What to do:
How many lines in the rows below contain the string "road"? Reply with the number alone.

Data entries
* * *
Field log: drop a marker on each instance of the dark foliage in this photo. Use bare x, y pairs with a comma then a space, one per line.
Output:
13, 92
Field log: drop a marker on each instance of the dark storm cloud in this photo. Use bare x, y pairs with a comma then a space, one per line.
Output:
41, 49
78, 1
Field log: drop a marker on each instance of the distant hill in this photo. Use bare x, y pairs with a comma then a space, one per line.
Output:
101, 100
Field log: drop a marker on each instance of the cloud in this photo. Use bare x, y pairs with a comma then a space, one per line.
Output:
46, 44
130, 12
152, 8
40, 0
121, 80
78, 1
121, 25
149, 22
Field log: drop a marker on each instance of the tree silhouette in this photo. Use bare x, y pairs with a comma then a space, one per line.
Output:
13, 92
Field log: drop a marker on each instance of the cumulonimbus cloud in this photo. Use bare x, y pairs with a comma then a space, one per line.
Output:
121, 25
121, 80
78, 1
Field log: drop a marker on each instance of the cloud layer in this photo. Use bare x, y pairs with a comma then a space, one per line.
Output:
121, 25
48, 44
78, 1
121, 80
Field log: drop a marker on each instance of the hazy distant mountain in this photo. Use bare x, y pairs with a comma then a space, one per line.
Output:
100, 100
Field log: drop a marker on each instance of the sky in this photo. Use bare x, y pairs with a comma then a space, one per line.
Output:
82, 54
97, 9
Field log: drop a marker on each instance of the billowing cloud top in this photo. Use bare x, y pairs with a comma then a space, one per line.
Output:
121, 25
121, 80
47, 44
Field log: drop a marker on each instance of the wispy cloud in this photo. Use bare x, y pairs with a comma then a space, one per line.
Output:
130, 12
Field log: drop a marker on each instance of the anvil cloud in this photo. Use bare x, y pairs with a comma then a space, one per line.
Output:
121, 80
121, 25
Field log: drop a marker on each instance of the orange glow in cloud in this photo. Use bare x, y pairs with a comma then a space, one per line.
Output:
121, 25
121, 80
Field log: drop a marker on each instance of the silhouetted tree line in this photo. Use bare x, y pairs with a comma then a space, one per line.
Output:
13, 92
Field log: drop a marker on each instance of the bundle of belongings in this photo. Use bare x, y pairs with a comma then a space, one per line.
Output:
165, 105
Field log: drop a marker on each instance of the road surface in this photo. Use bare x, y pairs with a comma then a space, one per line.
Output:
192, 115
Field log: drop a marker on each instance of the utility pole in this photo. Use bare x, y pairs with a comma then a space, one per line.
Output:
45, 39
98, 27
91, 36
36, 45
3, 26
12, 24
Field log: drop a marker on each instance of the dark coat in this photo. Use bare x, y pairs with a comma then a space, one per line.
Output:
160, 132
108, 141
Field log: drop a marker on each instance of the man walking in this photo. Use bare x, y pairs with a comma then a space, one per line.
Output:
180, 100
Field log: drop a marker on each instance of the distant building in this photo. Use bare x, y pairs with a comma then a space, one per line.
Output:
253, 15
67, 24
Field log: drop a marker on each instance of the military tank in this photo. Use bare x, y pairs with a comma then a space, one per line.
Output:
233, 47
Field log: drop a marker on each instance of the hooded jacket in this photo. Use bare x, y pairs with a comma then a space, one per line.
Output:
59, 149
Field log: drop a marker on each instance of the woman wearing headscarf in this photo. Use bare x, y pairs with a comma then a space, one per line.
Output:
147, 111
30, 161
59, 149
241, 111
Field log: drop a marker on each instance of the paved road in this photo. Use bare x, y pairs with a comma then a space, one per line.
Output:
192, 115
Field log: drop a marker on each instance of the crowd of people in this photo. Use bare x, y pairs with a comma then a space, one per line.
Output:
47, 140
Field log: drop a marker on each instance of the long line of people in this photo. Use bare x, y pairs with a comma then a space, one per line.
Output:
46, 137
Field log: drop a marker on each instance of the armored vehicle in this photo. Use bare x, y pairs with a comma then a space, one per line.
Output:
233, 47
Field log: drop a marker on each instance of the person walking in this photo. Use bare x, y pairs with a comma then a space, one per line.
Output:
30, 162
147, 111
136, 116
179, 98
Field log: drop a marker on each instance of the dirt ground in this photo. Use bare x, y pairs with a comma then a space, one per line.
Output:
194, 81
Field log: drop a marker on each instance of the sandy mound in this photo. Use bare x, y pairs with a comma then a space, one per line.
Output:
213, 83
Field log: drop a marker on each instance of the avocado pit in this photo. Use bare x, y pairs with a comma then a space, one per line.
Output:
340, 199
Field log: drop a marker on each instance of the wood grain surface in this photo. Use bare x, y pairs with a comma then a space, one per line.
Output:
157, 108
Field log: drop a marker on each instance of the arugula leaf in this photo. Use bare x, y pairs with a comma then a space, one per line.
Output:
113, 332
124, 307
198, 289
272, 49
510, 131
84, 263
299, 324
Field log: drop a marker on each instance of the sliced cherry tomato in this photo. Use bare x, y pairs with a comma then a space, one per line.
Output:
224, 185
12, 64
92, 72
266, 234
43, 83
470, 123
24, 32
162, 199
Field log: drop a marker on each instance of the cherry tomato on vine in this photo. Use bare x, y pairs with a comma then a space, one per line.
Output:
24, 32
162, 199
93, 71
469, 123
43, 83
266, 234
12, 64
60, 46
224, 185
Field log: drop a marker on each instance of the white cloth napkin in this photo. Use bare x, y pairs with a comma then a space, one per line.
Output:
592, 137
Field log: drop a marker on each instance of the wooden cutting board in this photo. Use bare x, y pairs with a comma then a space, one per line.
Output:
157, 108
* * *
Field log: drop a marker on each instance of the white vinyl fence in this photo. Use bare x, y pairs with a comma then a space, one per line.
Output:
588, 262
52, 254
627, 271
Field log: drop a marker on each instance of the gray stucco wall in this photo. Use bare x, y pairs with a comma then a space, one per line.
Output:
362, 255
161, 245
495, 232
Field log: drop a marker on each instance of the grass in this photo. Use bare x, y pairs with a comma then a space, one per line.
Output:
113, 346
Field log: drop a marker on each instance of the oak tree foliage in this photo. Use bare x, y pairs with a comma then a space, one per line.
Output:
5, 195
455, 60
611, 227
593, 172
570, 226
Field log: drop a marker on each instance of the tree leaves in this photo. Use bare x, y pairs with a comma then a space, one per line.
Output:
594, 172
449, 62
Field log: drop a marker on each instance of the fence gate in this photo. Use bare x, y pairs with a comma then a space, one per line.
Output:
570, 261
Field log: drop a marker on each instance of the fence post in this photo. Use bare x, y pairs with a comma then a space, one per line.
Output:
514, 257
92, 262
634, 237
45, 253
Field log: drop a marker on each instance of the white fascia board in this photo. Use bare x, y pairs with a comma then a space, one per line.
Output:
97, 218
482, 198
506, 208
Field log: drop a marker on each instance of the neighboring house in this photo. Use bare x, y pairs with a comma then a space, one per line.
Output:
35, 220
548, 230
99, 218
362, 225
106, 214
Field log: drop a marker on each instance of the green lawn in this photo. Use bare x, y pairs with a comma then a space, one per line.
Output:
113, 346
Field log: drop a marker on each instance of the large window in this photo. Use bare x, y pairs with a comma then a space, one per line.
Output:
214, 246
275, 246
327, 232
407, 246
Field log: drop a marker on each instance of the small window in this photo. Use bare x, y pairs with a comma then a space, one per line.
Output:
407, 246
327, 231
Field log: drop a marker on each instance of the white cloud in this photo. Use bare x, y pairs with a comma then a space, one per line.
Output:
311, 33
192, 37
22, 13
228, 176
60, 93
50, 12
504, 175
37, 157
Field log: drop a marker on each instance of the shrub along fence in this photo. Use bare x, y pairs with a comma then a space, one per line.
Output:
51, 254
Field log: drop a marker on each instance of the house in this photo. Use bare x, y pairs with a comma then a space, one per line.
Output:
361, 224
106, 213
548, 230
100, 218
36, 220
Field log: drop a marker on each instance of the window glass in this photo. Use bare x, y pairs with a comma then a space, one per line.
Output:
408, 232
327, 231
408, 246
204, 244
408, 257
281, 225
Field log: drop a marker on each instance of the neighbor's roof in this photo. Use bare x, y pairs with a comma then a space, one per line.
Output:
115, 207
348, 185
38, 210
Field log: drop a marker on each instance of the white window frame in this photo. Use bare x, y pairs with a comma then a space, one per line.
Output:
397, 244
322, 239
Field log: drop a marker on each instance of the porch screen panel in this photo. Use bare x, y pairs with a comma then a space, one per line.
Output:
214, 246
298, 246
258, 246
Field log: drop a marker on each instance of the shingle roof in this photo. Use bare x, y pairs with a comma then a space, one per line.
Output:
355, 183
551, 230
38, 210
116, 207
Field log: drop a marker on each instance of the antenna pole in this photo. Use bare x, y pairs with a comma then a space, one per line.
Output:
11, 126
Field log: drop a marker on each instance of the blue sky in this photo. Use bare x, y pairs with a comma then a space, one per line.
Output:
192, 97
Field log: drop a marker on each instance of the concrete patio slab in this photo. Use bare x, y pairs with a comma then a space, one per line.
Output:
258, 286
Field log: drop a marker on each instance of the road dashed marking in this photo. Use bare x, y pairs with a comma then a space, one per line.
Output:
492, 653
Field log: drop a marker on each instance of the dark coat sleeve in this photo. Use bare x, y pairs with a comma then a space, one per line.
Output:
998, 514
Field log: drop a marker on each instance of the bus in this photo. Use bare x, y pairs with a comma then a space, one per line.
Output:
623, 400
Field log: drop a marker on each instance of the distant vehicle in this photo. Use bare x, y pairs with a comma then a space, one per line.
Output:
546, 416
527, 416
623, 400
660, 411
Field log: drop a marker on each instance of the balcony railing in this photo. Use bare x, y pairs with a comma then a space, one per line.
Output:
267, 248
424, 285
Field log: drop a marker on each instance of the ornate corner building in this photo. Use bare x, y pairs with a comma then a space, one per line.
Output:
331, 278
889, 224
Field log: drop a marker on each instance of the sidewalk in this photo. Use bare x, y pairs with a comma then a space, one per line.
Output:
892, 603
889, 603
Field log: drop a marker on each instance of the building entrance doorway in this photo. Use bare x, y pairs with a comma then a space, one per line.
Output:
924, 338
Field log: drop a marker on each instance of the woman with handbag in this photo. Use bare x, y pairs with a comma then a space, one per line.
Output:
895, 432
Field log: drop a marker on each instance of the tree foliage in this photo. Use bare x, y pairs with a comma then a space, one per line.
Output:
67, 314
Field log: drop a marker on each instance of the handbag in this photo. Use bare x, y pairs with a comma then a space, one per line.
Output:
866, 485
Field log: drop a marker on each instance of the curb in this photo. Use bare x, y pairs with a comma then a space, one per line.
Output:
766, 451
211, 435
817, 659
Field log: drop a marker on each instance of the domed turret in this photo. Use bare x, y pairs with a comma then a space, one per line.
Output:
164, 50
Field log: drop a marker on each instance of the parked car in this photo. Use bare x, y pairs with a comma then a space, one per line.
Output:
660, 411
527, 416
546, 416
* * *
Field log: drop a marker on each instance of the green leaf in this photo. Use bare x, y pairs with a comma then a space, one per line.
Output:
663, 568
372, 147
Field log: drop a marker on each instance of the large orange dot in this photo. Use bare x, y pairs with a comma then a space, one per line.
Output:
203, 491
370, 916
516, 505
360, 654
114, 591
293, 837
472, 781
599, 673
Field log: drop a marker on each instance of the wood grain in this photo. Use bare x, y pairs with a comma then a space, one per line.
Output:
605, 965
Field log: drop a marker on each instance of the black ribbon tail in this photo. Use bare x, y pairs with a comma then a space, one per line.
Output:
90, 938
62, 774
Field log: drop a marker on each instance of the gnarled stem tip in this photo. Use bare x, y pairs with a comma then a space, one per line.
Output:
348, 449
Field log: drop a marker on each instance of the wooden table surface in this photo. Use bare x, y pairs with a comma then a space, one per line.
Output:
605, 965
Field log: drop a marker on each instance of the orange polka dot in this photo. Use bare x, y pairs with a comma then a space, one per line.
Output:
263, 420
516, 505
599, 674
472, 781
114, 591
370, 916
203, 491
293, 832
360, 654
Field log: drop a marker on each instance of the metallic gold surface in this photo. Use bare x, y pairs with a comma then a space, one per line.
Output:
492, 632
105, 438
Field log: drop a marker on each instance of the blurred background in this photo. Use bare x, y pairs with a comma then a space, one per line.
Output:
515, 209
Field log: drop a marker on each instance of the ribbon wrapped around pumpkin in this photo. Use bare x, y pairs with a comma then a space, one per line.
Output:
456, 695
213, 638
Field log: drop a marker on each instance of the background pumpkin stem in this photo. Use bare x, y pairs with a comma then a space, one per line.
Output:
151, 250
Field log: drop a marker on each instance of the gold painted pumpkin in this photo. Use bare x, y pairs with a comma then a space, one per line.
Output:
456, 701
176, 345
* * *
Task output:
3